### Supplied entries ###

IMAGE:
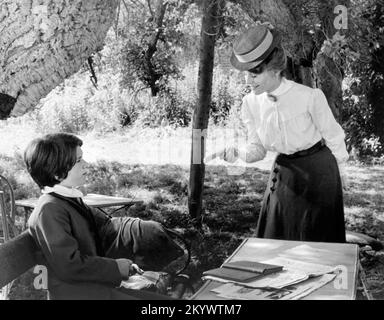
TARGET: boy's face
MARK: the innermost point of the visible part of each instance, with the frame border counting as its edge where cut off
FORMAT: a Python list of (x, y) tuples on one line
[(76, 176)]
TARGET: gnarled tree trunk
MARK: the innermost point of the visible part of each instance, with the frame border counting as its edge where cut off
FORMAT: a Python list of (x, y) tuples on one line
[(44, 42)]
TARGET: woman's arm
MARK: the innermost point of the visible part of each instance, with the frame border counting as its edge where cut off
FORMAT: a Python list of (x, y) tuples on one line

###

# What the task requires:
Retype nothing except the lines from the line holding "TARGET: woman's arm" through the last line of the entries, both included.

# Answer area:
TARGET: woman's arm
MARK: the innermost point of the visible part of each instance, with the frame border counting as its edge where cut off
FORMAT: a Python list of (x, y) tuples on one line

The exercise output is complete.